It starts with an input file containing multiple flames which are the keyframes in the animation. It then interpolates and optionally rotates each keyframe and outputs the resulting flame Xmls as a final animation sequence. This sequence can then be used by EmberAnimate or the Fractorium Final Render dialog to render every frame of the animation with motion blur.

Generating an animation sequence from a flame file consists of rotating each keyframe for a specified number of frames, then interpolating and optionally rotating to the next keyframe. This repeats until the last keyframe is reached.

The following steps happen for each keyframe:

Rotate the keyframe --loops (0 or more) times, using --loopframes frames per loop. Therefore the number of frames spent looping is equal to --loopframes * --loops.

Interpolate from the keyframe to the next keyframe, using --interpframes frames, and also rotate --interploops (0 or more) times while interpolating. Therefore the number of frames per loop while interpolating will be --interpframes / --interploops.

The greater the value for --loopframes and --interpframes, the slower the animation will appear to move, which can provide more of a surreal, dream-like state.

----------

# Your tasks
(1) Render this sentence from the passage on flame animation sequences into Spanish: "This repeats until the last keyframe is reached."
(2) In one to three sentences, explain why, according to the passage on flame animation sequences, the number of frames spent looping equals --loopframes * --loops.
(3) Pick up the passage on flame animation sequences after its final sentence and continue it.
The entries have no connection to the passage on flame animation sequences.

----------

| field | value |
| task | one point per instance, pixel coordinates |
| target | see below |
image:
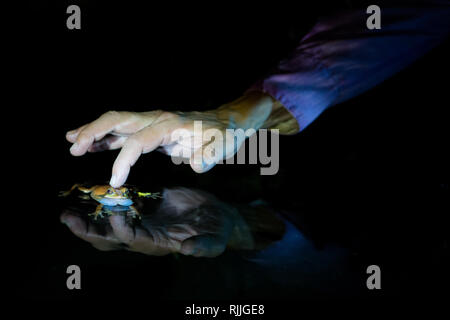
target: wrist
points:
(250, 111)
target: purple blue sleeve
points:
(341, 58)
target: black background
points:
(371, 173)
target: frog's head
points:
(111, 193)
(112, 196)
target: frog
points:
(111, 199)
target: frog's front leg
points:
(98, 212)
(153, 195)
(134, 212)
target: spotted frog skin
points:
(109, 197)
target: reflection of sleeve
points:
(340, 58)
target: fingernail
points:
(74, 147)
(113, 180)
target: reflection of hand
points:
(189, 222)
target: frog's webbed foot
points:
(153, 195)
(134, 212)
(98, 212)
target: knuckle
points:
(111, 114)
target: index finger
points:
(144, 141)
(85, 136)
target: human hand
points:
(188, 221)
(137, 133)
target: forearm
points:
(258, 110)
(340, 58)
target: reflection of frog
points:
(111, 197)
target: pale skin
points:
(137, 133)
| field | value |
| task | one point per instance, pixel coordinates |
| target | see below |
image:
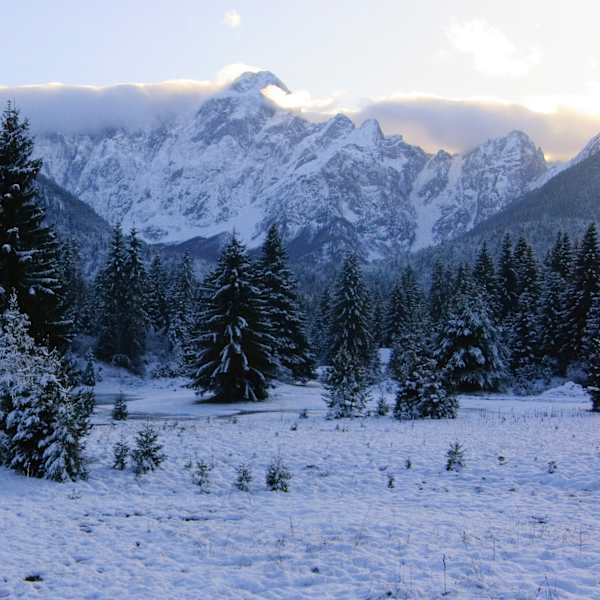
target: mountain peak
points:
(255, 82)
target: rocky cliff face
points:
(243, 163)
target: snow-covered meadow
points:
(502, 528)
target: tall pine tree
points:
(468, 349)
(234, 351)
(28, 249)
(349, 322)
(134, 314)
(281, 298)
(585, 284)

----------

# Replies
(1) Esto se repite hasta que se alcanza el último fotograma clave.

(2) Each keyframe is rotated --loops times, and every one of those loops uses --loopframes frames. The total number of looping frames is therefore the product of the two values.

(3)
The greater the value for --interploops, the faster the rotations will be during interpolation.

If rotating is not desired, it can be omitted by specifying --loops=0 and --interploops=0.

Note that --stagger affects how interpolation is done and is therefore used with --animate, --sequence and --inter. When interpolating between two flames, all of the xforms are interpolated at once. Sometimes it can be interesting to structure the process in a “staggered” way instead. The value for --stagger is a decimal number between 0 and 1 and governs the xform interpolation behavior like so:

0 (default): xforms will interpolate all at once.

0.5: the interpolation of each xform is staggered so that when the first xform is half done, the second one starts, and so on.

1: each xform interpolates consecutively with no overlap.

Used with: --template, --stagger, --loops, --loopframes, --interpframes, --interploops, --startcount, --padding.

loops [1]

The number of times the xforms of a keyframe will do a 360 degree rotation before moving on to the next interpolation step. Note that only xforms which have the animate flag set to true will be rotated.

Set to 0 to omit rotation before interpolating.

loopframes [20]

The number of frames for each loop specified by --loops.

interpframes [20]

The number of frames used to interpolate from one keyframe to the next.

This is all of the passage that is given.